── DATA FOR THE TASK
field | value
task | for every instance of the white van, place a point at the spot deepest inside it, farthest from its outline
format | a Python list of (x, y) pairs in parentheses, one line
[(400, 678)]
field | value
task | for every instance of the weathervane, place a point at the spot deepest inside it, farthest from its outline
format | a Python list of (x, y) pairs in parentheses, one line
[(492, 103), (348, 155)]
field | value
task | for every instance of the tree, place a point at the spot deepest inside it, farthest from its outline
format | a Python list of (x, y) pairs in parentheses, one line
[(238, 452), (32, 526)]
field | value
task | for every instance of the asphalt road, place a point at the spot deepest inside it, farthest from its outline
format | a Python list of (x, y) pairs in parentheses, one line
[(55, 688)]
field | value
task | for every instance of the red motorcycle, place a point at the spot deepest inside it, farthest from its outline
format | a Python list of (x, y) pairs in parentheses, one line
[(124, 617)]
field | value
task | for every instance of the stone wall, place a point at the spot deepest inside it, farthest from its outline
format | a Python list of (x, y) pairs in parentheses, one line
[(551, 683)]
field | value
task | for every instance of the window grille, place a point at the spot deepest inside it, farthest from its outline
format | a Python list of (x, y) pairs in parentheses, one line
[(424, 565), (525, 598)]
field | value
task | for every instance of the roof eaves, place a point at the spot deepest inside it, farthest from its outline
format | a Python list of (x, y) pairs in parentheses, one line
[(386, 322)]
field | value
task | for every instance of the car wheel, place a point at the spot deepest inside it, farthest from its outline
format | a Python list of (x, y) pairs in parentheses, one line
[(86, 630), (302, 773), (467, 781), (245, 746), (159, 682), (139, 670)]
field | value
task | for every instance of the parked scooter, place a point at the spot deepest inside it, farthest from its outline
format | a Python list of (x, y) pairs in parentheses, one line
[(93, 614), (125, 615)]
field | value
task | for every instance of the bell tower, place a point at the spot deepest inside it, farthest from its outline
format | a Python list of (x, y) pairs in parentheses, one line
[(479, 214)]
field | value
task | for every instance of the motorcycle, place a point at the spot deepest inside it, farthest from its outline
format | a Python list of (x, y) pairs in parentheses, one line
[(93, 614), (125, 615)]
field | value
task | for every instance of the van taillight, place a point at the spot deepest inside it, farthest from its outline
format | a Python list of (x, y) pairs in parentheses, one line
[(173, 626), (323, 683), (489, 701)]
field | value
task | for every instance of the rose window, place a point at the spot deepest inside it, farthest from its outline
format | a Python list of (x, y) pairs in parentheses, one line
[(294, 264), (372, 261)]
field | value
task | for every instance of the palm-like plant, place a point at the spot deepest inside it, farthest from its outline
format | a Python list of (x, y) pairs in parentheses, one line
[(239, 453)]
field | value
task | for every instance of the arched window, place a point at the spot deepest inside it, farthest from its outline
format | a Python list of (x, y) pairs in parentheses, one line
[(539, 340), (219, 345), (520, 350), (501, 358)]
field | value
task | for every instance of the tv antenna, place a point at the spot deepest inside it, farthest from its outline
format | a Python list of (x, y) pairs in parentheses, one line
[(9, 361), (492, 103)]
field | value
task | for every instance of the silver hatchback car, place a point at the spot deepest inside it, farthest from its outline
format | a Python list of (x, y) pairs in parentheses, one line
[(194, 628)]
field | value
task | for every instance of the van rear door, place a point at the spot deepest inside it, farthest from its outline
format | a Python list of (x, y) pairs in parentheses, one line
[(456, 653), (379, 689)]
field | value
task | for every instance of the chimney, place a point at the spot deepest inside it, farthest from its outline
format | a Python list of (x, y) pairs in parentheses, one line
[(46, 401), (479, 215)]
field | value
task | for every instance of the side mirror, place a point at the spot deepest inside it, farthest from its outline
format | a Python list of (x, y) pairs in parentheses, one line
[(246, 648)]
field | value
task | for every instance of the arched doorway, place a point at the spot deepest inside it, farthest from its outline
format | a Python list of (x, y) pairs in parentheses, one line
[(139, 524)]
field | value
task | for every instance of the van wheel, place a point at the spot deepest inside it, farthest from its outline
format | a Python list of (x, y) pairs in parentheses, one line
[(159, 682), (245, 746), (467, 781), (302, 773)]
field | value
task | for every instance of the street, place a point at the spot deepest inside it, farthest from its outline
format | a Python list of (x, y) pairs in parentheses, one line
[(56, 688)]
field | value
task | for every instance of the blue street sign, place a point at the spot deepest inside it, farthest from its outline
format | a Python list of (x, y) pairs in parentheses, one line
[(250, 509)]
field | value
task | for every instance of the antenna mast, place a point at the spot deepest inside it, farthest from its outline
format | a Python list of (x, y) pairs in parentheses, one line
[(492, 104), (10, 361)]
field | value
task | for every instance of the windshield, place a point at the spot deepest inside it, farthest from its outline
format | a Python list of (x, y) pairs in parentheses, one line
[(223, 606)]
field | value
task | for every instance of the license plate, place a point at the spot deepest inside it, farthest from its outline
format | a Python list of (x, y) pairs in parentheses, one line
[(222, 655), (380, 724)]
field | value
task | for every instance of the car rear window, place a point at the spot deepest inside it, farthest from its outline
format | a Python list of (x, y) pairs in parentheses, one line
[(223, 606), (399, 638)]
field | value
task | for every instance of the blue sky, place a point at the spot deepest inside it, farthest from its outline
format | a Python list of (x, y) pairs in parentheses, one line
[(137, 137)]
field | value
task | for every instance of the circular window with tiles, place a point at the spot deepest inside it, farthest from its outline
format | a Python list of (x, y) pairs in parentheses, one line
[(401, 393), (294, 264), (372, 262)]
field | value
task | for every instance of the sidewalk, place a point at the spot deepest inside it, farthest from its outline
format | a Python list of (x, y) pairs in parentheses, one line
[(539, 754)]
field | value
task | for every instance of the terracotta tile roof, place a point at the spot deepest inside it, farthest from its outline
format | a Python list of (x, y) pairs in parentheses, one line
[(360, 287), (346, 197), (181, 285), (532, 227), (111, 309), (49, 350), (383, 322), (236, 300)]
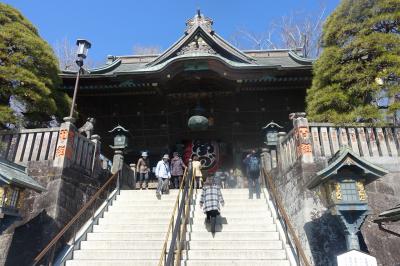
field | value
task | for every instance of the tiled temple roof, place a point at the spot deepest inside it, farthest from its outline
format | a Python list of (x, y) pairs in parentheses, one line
[(201, 42)]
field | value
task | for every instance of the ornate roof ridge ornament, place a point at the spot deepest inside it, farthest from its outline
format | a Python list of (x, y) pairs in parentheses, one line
[(199, 20)]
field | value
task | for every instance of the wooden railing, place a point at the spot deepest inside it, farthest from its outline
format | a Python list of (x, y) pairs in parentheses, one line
[(287, 150), (27, 145), (43, 144), (68, 233), (83, 152), (179, 218), (283, 218), (363, 140)]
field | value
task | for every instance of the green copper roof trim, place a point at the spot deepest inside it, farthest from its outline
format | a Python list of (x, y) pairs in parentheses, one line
[(199, 29), (345, 157), (390, 215), (300, 59), (11, 173), (99, 70)]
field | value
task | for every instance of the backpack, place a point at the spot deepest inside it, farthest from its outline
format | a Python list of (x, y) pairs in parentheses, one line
[(254, 165)]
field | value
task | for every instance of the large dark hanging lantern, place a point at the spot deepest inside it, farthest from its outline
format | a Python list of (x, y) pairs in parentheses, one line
[(198, 121)]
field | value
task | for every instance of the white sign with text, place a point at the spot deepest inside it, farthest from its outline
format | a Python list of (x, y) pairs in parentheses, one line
[(356, 258)]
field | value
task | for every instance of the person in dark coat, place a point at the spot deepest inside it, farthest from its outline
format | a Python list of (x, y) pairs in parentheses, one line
[(252, 163), (210, 201), (177, 167)]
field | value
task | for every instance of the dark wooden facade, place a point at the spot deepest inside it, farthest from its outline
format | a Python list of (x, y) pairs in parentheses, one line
[(153, 95)]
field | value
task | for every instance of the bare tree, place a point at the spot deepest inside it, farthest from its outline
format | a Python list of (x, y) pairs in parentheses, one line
────
WHAT NEEDS TO BE DONE: Transcribe every entry exactly, leaving out the pictures.

EXPECTED ANSWER:
field | value
task | for every instance of the white van, place a point at the spot deepest inside it, farthest from its outline
format | a Python list of (x, y) pairs in parentheses, one line
[(400, 678)]
field | value
task | for every instance of the weathervane, place a point at the spot deepest inside it, farthest from its outline
format | a Python list of (x, y) pairs in parentheses, one line
[(492, 103), (348, 155)]
field | value
task | for every instance of the tree, place a point at the spot deepest inside it, farthest from its outline
format | a Python list of (x, y) pairs in parentheses, one line
[(238, 452), (32, 526)]
field | value
task | for every instance of the asphalt road, place a point at the spot deepest inside it, farthest from its outline
format | a Python list of (x, y) pairs in parentheses, one line
[(55, 688)]
field | value
task | for every instance of the red motorcycle, place a point at the spot deepest inside it, farthest from its outline
format | a Python list of (x, y) pairs in parentheses, one line
[(124, 617)]
field | value
task | for every instance of the stone wall, place a point at the spot deepest inside it, farthest from its outline
format | a Python list of (x, y) pairs in parentheses, one line
[(551, 683)]
field | value
task | for every instance of the window grille, place a point at the spot deepest inside it, farthest from its outline
format | a Python list of (x, y) pairs in parentheses, one line
[(424, 565), (525, 598)]
field | value
task | for every instance of the roof eaves, place a point at the spot deepest inside it, farthest from its outline
format | a Python list of (x, y) pairs in parentheses, one line
[(386, 322)]
field | value
task | for every instance of the car wheel, place a point at the spot deepest inside it, farthest from its outline
format | a Python list of (x, y) pairs in parentheses, one line
[(86, 630), (302, 773), (467, 781), (245, 746), (159, 682), (139, 670)]
field | value
task | for every instance of the parked scooter, place a point at the spot deepest inside it, farthest from its outline
format | a Python list of (x, y) pairs in parentheses, one line
[(93, 614), (125, 615)]
field | value
task | for every instance of the bell tower, place a point at the spot deepest inside it, farthest from its outline
format | a Python list of (x, y) pairs in parentheses, one line
[(479, 214)]
field | value
task | for every instance of the motorcycle, place a point at the spot deepest inside it, farthest from its outline
format | a Python list of (x, y) pairs in parentheses, one line
[(93, 614), (125, 615)]
field | value
task | for every instance of the van taillight, place a point at the spot deepest inside it, farthest from its outline
format | a Python list of (x, y) pairs in parentheses, one line
[(173, 626), (323, 683), (489, 701)]
field | value
task | for every instance of the rose window, place a point at the spot deepest inside it, farthest from its outline
format | a Python list of (x, y) pairs in parentheses, one line
[(294, 264), (372, 261)]
field | value
task | for every instance of the palm-like plant, place a point at the spot deepest inside it, farthest from its outline
format | a Python list of (x, y) pairs in parentheses, one line
[(239, 453)]
field | value
task | for every instance of the arched window, place a point at the spot deepest inside it, farthest from its outline
format | a Python list of (x, y) pairs in parentheses, one line
[(539, 340), (219, 345), (520, 350), (501, 358)]
field | value
task | for every instance of the tv antenna, place a point at the spot deepest inside it, farthest from its outline
format | a Python list of (x, y) pairs in parentheses, one line
[(9, 361), (492, 103)]
field | value
task | for every instance of the silver hatchback car, place a point at the spot deepest inside it, farthest from its outline
format | a Python list of (x, y) pairs in parentheses, one line
[(194, 628)]
field | value
task | for every instance of the van rear door, place a point at the spot deepest inside it, farthest from its outline
format | a Python list of (x, y) pairs in parentheses, one line
[(456, 653), (379, 689)]
field | value
task | for every instance of the chimney, place a point at the spot deepest inside it, farthest from its outline
format | a Python list of (x, y) pairs in parentheses, one line
[(46, 401), (479, 215)]
field | value
task | for every instance of the side mirror, place a point at the spot deepest inside it, farthest from its outline
format | a Python list of (x, y) pairs in parentheses, one line
[(246, 648)]
field | value
task | for every instance of the arched doorway, place a point at the spot deepest inside it, farthest from its outline
format | a Python list of (x, y) pairs in parentheses, one line
[(139, 524)]
field | value
task | for every instance of the van wheel, place a point at the spot deepest inside it, farthest from its outline
format | a Python list of (x, y) pairs in parentheses, one line
[(159, 682), (245, 746), (467, 781), (302, 773)]
field | value
task | for every instance of the street, place a point at the spot deepest inside it, farthest from its outline
format | a Python list of (x, y) pairs in parentheses, one line
[(56, 688)]
field | value
task | for every instance of the blue street sign, place a point at the spot deepest inside it, farthest from its outline
format | a Python list of (x, y) pairs in parentheses, one line
[(250, 509)]
field | value
task | for every instance of the antenna mast, place a point at the spot deepest inside it, farthest from its outline
format | a Python list of (x, y) pairs in parentheses, one line
[(492, 104), (10, 361)]
field | value
task | for every instance of the windshield, place a point at the spot deepest inside it, farthest from its outline
format | a Python list of (x, y) pairs in parentheses, one line
[(223, 606)]
field | value
task | for every instance of the license plate, place a point at the spot deepest inside it, farthest from its outline
format | a Python list of (x, y) pairs in parentheses, one line
[(222, 655), (380, 724)]
field | value
task | for every instance of the car rear window, place a point at the spot deepest inside it, farthest from its outline
format | a Python list of (x, y) pairs in parentheses, one line
[(223, 606), (399, 638)]
field | value
task | for every instance of the blue sky, place a point at the spot deepest inside it, farthest from its outline
format | a Python list of (x, y) pairs in parentheses, one line
[(137, 137)]
field | value
task | for every instance of the circular window with tiles, place a point at the spot deepest inside it, farthest from its outline
format | a Python list of (x, y) pairs in parentheses, one line
[(401, 393), (294, 264), (372, 262)]
field | value
task | for every instance of the sidewalk, place a point at the spot deepest inside it, farthest from its outline
format | a Python list of (x, y) pairs in parentheses, one line
[(539, 754)]
field | value
task | for every instance of the terracotta tile roof, place a point at the spot deepest inside it, farthest from its outline
format | a Python list of (x, y) pairs in parentheses, one line
[(360, 287), (346, 197), (181, 285), (532, 227), (111, 309), (49, 350), (383, 322), (236, 300)]
field | value
task | for every instance of the tiled temple roof, place a point at the spot deepest inside it, farthest from its outline
format | a Python list of (x, y) pairs in parentheses, one line
[(201, 42)]
field | value
task | for every instance of the ornate roof ridge ornament, place a point at the spot deepest inside it, farthest from its outline
format | a Python list of (x, y) pairs in parentheses, one line
[(199, 20)]
field | value
task | for every instance of the wooden railing, place a point at the spot deepest inside it, farthest from its outline
format | a Python list of (x, y) pairs in parentheses, one line
[(287, 150), (27, 145), (43, 144), (68, 233), (83, 152), (179, 218), (283, 218), (363, 140)]
field | value
task | for every instance of the green copper roof trim, place a point at the spot deepest inside it, farthest from its outline
format | a Python list of (x, y) pairs in parentheses, one line
[(199, 29), (345, 157), (390, 215), (300, 59), (11, 173), (99, 70)]
field | value
task | for every instance of the backpack, place a point at the spot deepest inside it, farthest from its outline
format | a Python list of (x, y) pairs in parentheses, one line
[(254, 165)]
field | value
task | for every instance of the large dark hanging lantern, place a point at the spot deepest inside it, farthest from its outline
format | a Python list of (x, y) pairs in parentheses, one line
[(198, 121)]
field | value
task | for every instance of the white sign with text, place a point at the spot deepest inside it, farthest from its outline
format | a Python list of (x, y) pairs in parentheses, one line
[(356, 258)]
field | value
task | for every instance of the person in dark coat, place a point at the spot deepest inside it, farthest from its outline
format | a Python list of (x, y) pairs in parentheses, one line
[(252, 163), (210, 201), (177, 167)]
field | value
task | for every instance of the dark wooden facade, place a point at the spot deepest inside it, farthest from its outline
format | a Python list of (x, y) pairs in parentheses, one line
[(153, 95)]
field | value
task | for every instance of the bare tree, place a point at the spot deepest inside it, farthest from its outline
format | a Python list of (x, y) pairs in parentheses, one line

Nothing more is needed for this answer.